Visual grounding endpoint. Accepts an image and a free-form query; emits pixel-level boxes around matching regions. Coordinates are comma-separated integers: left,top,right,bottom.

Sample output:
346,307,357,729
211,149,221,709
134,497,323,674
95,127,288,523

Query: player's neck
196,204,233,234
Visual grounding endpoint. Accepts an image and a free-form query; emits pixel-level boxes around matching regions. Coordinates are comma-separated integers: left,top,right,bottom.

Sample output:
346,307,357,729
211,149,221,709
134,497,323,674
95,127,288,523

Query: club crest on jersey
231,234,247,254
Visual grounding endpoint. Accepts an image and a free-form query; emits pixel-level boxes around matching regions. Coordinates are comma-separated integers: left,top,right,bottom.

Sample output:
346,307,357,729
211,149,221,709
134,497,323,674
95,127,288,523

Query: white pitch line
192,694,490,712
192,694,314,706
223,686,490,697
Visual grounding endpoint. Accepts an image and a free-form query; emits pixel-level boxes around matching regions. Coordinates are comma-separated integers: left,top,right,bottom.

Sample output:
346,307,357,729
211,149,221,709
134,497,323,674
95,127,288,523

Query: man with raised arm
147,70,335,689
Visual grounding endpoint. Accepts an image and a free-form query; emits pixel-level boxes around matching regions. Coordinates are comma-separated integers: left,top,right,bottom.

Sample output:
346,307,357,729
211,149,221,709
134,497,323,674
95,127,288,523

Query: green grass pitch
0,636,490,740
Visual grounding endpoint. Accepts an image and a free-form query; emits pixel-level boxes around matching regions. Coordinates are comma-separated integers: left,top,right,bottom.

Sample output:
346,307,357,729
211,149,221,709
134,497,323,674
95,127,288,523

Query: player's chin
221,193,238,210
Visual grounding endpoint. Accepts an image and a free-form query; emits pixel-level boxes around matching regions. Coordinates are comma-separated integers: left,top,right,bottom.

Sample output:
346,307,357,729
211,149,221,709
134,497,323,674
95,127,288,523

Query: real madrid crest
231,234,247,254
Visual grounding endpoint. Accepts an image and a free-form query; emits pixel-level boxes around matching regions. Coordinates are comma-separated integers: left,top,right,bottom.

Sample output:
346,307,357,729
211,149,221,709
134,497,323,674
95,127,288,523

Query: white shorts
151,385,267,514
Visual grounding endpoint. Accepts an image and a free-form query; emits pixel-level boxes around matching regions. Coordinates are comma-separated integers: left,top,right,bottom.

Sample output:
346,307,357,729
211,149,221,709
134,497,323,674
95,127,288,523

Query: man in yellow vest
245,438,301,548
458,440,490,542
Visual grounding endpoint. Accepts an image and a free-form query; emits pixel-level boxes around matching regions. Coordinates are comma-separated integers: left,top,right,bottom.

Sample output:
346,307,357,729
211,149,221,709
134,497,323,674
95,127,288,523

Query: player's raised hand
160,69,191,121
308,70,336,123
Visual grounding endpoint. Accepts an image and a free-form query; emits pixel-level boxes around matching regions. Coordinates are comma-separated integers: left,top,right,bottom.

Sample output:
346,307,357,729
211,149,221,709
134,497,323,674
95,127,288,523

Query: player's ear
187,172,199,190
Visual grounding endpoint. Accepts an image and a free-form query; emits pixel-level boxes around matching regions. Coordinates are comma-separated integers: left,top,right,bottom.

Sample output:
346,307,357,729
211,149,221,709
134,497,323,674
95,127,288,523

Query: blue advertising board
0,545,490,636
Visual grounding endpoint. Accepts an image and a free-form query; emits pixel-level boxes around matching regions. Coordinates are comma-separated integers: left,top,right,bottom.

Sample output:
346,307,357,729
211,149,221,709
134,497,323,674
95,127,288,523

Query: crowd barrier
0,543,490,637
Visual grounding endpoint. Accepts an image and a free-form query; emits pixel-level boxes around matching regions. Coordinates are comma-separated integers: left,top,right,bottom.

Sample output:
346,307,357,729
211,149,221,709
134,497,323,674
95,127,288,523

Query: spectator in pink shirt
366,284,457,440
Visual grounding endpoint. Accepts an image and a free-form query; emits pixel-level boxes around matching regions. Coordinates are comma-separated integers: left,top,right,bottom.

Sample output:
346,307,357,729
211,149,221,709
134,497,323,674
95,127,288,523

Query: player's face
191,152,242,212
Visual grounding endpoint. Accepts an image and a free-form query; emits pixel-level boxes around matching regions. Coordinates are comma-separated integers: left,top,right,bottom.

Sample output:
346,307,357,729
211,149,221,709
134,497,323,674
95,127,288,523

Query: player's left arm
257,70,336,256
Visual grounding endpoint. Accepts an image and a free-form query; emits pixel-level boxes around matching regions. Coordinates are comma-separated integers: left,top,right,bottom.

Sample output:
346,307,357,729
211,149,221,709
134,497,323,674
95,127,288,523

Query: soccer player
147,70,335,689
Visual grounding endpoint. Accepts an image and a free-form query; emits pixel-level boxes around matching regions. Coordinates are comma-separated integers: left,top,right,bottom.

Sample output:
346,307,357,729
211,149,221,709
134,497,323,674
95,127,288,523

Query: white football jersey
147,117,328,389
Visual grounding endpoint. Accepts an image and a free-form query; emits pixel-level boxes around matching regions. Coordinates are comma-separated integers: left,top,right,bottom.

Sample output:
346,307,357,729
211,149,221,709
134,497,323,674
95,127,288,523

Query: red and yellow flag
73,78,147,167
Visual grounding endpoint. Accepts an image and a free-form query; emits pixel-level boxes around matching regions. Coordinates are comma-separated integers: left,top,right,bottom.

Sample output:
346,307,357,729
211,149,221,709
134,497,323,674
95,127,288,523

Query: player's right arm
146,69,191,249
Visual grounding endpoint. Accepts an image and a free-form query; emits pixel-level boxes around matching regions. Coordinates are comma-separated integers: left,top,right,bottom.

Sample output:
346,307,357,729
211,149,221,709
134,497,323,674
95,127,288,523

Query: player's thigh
_ _ _ _ _
SHORT TASK: Reproduce every one of the records above word for word, keeping their order and leaving nothing out.

RESPONSE BELOW:
Visual grounding endpoint. Accepts an image and a free-form query; emits pixel-level boxes around matching regions. Coordinates are comma-separated integers: left,top,right,bottom.

Sample output:
346,307,357,729
211,149,221,709
134,497,323,674
95,127,288,523

Query: player's neck
196,204,233,234
Visual grounding endpoint. Accepts an image and a free-form query; emits pixel-level boxes around matching regions. Coordinates are comma-separated integers: left,top,right,bottom.

Sample output:
346,307,357,729
211,149,221,709
134,497,323,674
95,127,288,523

Query: club crest on jersey
231,234,247,254
Visual grounding endpoint. Accepts an image and a free-form query; emits pixel-level boxes around matching regions. Coordinates are comma-separated integers: left,top,right,bottom.

Sample output:
346,307,357,729
211,149,221,709
134,497,323,674
95,127,288,523

Query: white pitch line
192,694,490,712
192,694,314,706
223,686,490,697
Visual grounding endpoint. Accepts an image and a free-form query; emits pixel-level boxes around matching regions. Coordinates are comma-separated integers: left,top,right,bottom.

Sample output:
346,307,357,729
211,149,221,709
134,497,323,674
95,127,288,523

Query: man with raised arm
147,70,335,689
Visual grounding endpoint. Accepts an image and a free-form query; emits pixel-level boxes around matching regions. Coordinates are comma-separated integers: left,top,right,bottom.

Sample output:
346,307,357,729
211,149,221,709
134,497,323,674
95,127,288,523

Query: green grass pitch
0,636,490,740
Visual grounding endpoint. Accepts an image and a free-form query; emits pixel-level boxes around matching regions. Coordinates are comma-separated integers: left,top,right,bottom.

Sample output:
346,307,357,729
211,149,221,709
134,497,323,674
95,127,288,523

Query: player's chin
221,193,238,210
Visual grounding endpoint. Accepts an image and a free-form query; emits pixel-level boxes around matching regions. Coordinates are comma-separated integers: left,top,right,bottom.

Sample output:
346,307,357,729
211,149,221,709
134,497,323,674
95,127,288,523

Query: real madrid crest
231,234,247,254
Visual grounding endpoint. Accepts an image and a free-form query; emits pixel-level boxes around matching regions. Coordinates are comma-separated integers: left,top,right,bottom.

Sample output:
346,307,357,729
211,149,221,709
134,497,323,674
95,127,288,523

Query: white shorts
151,385,267,514
Visual grounding endpoint. Accepts an image and a free-form query; emits pixel-level boxes around matching regions. Coordinates are comma-separated integers: left,top,right,bottom.

Sample output:
346,307,357,729
211,149,221,709
134,497,323,674
95,127,288,523

Query: man in yellow vest
245,438,301,548
458,440,490,542
Visual grounding endpoint. Accepts an image and a free-form query; emits pixel-level boxes around matching regions. Coordinates are comma-separated integers: left,top,right,bottom.

Sample output:
346,307,357,729
211,149,221,709
134,497,323,674
95,127,288,523

Query: player's raised hand
160,69,191,121
308,70,336,123
Visual grounding endpoint. Accepts an image and a free-form query; emits pixel-level boxes around matching regions. Coordinates are comma-separated integers: left,top,right,bottom.

Sample output:
346,307,357,729
211,149,221,709
134,497,323,674
95,127,288,523

Query: player's ear
187,172,199,190
Visual grounding endpoint. Accepts an image and a free-form query; emits pixel-level boxes around matching regions. Coordinates are comma-separated integers: left,top,right,bottom.

Sample output:
346,307,357,729
211,149,221,709
134,497,323,674
95,127,288,523

Query: blue advertising board
0,545,490,636
Visual grounding endpoint. Accepts an image and a free-form query; emits pixel-level boxes around matching regions. Coordinates are comma-separated integers: left,top,right,bottom.

Sample output:
346,307,357,729
211,149,221,709
134,497,323,674
95,127,288,523

Query: crowd barrier
0,543,490,637
Visual grounding endpoint. Accepts an image and a free-form query; emits pixel-level boxes around matching regions. Coordinates are comma-separated integers: left,top,right,bottom.

Sample output:
346,307,357,729
211,149,221,709
134,497,323,674
95,127,288,523

Query: spectator in pink shirt
366,284,457,440
Visual grounding endpoint. Accepts an image and a free-form query; emits pixel-level boxes around matching regions. Coordinates are comma-separated integers: left,top,right,bottom.

Sample output:
346,307,357,729
211,149,221,709
134,497,323,674
95,127,288,523

Query: player's face
191,152,242,212
Visual grounding endpoint. Accepts an image and a free-form query; emits pixel-level boxes around matching regions. Coordinates are comma-separated integers: left,top,right,bottom.

Sample output:
346,307,357,729
211,149,221,709
134,497,323,674
95,127,288,523

Query: player's left arm
257,70,336,256
Visual grounding endpoint. Accepts an image and a free-form query; emits pixel-level boxes around matching regions. Coordinates are comma-separated integers: left,top,right,bottom.

Sample output:
346,307,357,729
211,149,221,709
134,497,323,674
95,127,288,523

Query: soccer player
147,70,335,689
Visual grounding endpoint. Accepts an image and a free-form query; emits pixel-level boxes around matching regions. Coordinates are comma-separated integers: left,top,right,bottom.

Sample output:
346,307,357,729
211,149,221,709
134,497,323,674
95,127,288,523

Query: white football jersey
147,117,328,389
Visual grounding endpoint. Accepts an image and a free-form query; emits pixel-level boxes around matching regions. Coordinates are comma-separated integers: left,top,right,bottom.

Sample output:
346,307,357,729
211,149,221,709
134,497,323,674
95,127,288,523

Query: red and yellow flag
73,78,147,167
Visual grounding endpoint. Accepts an image and a free-form query; emits pixel-level boxes around matching regions. Coordinates are comma-separated integers: left,top,right,bottom.

Sample output:
346,307,357,729
211,149,221,709
134,497,323,674
95,127,288,523

Query: player's right arm
146,69,191,249
Visual grounding endpoint. Accepts an image and a free-form query; emits pixel-level boxes around matching regions. Coordinates are comma-separated integers: left,top,right,bottom.

Sample output:
346,307,357,729
211,149,221,709
134,497,323,674
95,127,288,523

Query: player's thigh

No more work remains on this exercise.